### Items
====
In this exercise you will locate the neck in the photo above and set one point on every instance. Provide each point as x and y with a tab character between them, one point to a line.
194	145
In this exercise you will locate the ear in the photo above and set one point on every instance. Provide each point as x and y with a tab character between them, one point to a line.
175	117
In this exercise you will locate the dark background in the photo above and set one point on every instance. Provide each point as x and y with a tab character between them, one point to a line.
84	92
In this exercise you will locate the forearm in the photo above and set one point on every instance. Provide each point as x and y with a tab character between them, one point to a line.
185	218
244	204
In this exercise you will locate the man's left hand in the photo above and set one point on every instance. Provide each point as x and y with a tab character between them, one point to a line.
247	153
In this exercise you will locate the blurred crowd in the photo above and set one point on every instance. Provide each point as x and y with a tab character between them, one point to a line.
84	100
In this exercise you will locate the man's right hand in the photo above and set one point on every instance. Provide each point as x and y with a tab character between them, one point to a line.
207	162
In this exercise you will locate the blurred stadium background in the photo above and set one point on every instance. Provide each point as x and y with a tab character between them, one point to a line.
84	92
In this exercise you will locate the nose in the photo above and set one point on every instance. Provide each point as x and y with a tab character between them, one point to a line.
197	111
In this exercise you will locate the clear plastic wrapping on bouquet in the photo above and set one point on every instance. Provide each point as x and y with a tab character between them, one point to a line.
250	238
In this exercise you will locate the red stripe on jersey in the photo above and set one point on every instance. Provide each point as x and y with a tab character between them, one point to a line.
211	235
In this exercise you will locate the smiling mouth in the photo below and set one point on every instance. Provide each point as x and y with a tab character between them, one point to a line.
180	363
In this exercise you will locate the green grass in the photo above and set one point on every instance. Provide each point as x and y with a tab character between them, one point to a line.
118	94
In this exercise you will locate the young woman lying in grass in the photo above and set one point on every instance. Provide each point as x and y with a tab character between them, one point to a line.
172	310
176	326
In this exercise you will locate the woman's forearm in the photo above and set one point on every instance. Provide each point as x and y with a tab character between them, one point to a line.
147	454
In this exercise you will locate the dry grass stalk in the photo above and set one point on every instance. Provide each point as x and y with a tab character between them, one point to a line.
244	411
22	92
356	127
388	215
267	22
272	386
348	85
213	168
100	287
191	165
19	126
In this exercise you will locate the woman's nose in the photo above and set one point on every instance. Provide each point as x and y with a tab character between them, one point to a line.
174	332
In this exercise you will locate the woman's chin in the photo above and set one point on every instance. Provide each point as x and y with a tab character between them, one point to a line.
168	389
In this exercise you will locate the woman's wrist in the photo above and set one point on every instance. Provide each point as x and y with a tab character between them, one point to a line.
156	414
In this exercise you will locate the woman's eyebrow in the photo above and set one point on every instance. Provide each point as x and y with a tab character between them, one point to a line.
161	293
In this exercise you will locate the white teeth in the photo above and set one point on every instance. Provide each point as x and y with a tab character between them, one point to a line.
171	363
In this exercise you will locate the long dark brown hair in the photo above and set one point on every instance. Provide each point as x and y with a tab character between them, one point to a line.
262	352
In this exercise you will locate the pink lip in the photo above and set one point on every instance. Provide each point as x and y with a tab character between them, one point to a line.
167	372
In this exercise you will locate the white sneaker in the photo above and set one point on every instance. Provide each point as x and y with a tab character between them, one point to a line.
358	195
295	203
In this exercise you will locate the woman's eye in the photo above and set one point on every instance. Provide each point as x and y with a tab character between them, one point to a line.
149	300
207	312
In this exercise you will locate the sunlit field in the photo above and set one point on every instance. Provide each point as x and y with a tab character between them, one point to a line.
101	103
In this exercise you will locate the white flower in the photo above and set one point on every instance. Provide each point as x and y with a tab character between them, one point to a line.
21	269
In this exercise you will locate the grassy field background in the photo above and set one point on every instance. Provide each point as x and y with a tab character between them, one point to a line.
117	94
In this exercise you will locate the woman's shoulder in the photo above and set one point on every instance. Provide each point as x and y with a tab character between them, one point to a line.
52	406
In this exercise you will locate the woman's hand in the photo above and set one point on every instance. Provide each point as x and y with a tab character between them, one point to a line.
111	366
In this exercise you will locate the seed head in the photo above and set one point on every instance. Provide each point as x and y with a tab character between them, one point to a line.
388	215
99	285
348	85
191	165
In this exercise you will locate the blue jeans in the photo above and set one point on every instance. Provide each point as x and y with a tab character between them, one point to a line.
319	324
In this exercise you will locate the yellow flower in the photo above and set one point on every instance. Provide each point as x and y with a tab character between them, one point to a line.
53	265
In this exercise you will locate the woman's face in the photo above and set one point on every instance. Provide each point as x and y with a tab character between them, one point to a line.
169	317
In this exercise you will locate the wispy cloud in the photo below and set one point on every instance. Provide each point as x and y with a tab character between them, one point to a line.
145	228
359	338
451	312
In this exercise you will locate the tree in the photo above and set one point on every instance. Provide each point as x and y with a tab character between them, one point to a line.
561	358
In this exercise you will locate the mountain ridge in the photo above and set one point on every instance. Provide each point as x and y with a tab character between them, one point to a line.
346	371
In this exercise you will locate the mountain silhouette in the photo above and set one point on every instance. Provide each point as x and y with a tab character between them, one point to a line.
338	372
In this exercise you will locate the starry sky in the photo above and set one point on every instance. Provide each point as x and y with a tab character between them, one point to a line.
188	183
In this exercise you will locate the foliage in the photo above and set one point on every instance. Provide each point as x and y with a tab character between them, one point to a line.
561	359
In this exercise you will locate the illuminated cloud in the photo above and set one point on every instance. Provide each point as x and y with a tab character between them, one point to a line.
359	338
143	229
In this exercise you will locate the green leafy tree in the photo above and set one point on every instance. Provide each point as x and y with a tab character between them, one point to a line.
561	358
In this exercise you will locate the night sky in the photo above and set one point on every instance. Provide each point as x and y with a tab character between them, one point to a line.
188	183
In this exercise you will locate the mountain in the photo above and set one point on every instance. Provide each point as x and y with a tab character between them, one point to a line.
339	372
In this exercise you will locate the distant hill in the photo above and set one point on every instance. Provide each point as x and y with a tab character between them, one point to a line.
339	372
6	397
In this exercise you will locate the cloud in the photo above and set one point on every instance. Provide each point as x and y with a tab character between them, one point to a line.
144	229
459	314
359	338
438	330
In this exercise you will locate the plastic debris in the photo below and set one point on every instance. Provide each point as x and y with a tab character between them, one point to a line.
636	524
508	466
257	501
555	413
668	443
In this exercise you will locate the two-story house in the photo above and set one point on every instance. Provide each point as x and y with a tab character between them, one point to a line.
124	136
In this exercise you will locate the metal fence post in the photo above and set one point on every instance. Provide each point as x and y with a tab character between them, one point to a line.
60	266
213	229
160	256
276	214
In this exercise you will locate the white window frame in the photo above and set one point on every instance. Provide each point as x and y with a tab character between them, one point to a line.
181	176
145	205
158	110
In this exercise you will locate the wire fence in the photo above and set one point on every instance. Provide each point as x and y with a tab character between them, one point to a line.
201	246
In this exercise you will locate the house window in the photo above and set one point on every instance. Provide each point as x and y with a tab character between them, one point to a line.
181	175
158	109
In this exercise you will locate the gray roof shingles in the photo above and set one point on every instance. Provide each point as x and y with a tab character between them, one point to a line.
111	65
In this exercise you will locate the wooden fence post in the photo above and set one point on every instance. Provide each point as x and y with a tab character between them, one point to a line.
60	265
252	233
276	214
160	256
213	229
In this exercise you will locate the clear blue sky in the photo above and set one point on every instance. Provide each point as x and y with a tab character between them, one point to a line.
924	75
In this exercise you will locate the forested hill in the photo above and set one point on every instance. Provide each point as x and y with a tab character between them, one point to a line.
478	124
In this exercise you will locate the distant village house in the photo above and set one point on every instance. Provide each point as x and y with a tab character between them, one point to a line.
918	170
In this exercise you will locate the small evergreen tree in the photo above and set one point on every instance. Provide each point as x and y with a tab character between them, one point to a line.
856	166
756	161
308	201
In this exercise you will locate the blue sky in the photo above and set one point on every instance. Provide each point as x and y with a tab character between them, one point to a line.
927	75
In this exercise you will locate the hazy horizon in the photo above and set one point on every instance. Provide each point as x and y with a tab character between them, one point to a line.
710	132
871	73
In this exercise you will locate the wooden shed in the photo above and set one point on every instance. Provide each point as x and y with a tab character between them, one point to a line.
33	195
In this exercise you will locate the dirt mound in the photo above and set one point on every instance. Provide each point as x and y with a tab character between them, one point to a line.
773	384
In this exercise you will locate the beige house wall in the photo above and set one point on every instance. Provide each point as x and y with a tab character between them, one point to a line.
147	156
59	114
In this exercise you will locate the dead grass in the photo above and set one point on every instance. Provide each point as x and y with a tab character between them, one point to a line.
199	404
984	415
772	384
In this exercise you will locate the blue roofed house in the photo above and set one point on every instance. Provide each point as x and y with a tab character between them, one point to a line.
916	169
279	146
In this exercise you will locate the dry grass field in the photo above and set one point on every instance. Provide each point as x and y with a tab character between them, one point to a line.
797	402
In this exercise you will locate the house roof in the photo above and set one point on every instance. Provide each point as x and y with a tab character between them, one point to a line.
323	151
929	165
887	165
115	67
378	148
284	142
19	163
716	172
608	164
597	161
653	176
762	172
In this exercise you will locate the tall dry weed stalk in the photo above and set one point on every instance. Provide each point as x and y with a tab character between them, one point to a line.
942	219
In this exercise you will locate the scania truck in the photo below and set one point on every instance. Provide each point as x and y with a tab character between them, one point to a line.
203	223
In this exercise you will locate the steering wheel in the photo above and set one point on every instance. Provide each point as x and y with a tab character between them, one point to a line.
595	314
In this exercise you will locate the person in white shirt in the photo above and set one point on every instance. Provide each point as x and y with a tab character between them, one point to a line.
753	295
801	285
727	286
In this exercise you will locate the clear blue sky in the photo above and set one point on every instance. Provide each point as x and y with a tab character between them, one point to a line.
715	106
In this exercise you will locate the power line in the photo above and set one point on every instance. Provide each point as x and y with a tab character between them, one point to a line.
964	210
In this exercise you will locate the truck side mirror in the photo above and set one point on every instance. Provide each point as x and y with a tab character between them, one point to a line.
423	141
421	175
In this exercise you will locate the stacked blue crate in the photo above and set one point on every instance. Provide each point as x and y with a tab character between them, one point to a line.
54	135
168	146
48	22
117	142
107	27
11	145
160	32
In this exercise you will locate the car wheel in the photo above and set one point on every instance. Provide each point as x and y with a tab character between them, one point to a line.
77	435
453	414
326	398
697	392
====
### Task instructions
Format the rows as a two-column CSV with the headers instruction and points, starting with the line that contains "In this exercise you will locate the stacked" and going on through the end of the rows. Write one CSV line per row, with its text and its points each in a single quoted field, and replace every line break with a space.

### Finished answer
instruction,points
"In this exercise you will locate the stacked blue crate in the photo above and set one point on every instance. Provide each point as x and y with a tab character between them, one point to a line.","54	135 168	146 48	22 117	142 107	27 11	145 160	32"
"In this exercise you will locate the car wheel in the photo above and set one point on every instance. Provide each point as x and y with a tab character between them, one point to a line.","77	435 453	414 326	398 697	392"